(Dataset excerpt)
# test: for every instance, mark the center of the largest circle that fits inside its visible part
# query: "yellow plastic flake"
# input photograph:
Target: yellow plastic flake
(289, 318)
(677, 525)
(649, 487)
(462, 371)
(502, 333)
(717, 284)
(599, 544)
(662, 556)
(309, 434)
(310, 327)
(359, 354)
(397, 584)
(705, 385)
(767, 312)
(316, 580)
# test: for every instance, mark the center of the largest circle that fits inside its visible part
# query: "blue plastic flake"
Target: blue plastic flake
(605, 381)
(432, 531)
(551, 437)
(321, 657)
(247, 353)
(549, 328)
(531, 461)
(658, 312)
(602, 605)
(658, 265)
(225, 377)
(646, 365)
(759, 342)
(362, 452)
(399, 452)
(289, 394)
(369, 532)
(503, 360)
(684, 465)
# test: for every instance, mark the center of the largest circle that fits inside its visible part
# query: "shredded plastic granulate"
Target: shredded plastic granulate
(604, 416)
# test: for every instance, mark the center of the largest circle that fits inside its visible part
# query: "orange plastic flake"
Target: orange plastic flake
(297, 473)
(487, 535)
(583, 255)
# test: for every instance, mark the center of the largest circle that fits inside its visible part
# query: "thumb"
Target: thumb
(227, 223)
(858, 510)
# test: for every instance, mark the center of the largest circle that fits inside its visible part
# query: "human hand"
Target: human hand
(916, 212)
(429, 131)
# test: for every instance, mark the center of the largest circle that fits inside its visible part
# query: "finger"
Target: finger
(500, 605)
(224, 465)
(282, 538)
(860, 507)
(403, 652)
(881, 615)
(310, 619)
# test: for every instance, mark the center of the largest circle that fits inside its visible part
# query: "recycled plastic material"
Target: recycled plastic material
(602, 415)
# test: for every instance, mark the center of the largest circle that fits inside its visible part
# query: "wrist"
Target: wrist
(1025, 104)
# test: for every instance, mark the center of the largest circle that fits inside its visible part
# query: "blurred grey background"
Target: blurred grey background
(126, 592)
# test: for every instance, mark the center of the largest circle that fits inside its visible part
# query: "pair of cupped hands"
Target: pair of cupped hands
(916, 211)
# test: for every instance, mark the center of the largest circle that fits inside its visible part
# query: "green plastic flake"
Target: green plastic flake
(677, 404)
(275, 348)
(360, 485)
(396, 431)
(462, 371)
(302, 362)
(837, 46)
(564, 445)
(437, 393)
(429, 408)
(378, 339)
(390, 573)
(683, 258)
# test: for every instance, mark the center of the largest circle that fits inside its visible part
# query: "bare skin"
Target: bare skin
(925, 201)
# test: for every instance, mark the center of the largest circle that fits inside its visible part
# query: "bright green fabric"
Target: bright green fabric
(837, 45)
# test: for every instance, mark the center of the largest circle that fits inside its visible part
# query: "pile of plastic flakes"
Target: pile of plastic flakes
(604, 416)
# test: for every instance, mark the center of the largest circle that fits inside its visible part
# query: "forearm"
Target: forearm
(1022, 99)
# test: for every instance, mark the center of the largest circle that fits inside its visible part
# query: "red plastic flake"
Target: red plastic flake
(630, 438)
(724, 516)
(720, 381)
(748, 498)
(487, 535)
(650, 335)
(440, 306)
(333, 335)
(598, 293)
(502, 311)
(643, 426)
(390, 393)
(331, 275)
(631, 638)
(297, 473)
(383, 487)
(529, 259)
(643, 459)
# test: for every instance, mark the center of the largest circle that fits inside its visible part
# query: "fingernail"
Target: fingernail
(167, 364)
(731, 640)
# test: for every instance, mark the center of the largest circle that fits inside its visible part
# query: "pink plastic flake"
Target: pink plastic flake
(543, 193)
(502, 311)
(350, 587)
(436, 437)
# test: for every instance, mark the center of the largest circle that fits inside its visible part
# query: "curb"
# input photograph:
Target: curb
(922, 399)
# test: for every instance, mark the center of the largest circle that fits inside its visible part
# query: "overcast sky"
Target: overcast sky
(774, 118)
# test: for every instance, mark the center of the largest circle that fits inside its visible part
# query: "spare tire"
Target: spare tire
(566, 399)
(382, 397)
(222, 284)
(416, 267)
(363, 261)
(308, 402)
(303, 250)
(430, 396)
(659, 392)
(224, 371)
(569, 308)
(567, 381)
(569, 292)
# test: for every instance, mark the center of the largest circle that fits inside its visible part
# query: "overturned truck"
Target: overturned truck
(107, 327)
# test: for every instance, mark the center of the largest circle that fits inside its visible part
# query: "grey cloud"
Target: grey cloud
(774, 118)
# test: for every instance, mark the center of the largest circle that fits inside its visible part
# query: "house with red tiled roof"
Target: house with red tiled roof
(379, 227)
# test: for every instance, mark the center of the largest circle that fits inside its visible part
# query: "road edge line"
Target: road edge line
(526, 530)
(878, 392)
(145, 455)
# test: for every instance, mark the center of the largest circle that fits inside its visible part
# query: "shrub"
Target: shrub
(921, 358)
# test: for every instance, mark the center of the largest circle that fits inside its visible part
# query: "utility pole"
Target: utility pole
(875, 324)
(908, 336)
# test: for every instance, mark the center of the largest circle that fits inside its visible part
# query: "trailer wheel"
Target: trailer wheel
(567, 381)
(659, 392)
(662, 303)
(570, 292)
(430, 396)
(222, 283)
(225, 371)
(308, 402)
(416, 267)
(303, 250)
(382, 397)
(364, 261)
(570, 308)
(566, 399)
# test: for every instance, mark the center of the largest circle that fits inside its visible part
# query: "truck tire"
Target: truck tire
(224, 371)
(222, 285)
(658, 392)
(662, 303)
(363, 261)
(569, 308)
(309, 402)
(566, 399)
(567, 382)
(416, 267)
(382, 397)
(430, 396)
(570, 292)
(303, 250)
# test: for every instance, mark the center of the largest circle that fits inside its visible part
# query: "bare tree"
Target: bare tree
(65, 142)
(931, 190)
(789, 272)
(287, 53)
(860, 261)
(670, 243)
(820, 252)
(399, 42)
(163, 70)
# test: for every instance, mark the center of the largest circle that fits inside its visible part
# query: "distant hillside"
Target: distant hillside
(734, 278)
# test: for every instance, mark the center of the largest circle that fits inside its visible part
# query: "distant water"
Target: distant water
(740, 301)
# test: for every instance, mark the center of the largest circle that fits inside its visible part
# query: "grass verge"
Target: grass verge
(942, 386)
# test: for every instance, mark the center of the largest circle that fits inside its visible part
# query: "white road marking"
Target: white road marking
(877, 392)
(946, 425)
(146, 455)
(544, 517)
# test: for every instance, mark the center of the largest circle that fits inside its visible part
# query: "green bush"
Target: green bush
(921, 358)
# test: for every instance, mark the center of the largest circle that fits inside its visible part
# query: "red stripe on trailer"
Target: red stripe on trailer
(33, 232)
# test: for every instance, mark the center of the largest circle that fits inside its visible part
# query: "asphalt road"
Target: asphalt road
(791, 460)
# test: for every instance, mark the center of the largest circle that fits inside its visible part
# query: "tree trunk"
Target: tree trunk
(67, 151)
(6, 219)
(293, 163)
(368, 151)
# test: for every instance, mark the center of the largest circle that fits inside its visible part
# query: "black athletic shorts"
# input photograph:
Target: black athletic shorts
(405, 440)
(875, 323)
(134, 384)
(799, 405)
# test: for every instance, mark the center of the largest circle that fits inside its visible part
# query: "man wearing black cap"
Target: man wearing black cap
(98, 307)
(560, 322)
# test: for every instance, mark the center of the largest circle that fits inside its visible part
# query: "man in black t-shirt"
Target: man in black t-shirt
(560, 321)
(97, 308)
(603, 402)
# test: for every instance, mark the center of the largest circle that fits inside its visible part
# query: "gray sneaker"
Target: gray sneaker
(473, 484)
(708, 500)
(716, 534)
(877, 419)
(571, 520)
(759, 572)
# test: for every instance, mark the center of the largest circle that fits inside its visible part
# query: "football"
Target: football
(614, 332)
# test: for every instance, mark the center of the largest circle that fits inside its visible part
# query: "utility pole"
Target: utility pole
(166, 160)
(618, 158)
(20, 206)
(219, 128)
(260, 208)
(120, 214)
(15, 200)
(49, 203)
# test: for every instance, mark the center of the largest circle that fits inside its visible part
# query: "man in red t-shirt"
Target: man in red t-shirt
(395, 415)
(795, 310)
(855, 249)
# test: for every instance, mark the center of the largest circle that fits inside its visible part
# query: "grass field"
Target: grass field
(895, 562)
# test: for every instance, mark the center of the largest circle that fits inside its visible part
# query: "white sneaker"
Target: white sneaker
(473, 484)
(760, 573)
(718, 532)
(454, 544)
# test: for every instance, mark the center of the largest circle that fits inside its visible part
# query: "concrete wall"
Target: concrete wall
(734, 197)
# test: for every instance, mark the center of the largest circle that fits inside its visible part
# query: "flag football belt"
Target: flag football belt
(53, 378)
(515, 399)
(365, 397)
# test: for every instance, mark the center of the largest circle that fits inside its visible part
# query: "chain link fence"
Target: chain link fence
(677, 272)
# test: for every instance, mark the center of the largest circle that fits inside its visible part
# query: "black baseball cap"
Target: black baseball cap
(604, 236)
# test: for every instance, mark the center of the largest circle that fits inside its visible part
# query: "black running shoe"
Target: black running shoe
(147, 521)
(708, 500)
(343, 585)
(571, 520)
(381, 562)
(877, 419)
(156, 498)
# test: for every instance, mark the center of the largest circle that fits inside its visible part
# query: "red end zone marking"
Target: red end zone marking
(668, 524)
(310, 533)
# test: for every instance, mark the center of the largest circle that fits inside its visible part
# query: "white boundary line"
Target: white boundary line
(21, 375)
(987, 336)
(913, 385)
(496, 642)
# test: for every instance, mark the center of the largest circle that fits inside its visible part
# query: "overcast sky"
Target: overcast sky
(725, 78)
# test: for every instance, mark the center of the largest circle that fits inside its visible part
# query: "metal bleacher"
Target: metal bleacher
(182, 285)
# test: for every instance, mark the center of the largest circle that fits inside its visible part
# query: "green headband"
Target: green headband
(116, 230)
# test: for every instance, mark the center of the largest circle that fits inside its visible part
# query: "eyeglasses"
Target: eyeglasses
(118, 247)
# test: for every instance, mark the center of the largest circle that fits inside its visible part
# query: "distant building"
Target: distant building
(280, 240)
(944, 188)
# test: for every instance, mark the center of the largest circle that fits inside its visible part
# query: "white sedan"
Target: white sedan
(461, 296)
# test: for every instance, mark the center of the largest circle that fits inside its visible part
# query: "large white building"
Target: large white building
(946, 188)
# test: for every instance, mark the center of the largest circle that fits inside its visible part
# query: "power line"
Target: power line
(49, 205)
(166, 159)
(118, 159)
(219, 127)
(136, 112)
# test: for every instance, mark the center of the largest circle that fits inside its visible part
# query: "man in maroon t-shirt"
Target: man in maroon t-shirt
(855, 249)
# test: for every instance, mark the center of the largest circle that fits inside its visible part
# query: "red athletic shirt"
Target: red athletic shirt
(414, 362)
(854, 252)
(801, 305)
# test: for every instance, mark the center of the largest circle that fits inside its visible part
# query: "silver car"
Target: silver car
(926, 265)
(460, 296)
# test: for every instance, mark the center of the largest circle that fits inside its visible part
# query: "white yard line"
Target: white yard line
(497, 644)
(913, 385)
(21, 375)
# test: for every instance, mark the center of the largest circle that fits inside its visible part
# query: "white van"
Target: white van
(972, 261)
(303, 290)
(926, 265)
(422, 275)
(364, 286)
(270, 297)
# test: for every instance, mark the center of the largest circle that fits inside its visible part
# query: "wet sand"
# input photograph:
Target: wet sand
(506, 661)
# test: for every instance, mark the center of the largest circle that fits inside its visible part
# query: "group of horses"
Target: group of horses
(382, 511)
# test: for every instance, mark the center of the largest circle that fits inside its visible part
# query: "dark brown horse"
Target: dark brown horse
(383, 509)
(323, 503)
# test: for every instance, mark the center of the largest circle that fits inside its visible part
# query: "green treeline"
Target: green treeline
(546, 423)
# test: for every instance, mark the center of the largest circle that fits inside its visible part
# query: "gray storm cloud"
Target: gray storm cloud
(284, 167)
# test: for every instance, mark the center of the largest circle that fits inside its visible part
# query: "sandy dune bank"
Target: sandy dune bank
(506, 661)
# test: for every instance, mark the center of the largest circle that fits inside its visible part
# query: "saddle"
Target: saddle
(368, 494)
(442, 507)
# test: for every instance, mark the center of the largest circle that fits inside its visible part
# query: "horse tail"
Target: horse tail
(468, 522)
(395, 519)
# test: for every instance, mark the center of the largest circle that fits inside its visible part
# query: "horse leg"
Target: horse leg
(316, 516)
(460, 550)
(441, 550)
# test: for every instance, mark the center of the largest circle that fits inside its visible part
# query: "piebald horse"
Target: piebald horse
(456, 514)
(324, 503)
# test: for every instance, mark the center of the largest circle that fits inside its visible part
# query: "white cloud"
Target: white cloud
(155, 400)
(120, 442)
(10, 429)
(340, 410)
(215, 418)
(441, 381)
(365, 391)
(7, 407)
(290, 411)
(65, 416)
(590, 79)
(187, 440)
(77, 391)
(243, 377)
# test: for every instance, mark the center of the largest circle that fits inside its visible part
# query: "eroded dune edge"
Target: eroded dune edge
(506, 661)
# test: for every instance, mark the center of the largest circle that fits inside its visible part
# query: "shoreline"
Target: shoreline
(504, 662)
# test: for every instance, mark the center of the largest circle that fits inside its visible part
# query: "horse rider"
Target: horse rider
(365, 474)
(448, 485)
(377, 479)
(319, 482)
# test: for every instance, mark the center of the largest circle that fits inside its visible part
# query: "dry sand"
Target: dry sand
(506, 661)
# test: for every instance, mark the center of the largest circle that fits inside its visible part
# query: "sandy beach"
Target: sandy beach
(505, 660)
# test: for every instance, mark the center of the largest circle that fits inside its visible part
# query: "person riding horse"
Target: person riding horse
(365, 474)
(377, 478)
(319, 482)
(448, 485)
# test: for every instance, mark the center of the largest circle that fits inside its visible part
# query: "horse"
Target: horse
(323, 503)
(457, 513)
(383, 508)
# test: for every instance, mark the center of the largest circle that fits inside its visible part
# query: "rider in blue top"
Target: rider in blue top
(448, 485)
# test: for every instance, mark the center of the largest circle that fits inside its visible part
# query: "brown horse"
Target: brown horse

### WHAT NEEDS TO BE DONE
Count the lines in the listing above that contain the string "shoe". Give only the number.

### EXERCISE OUTPUT
2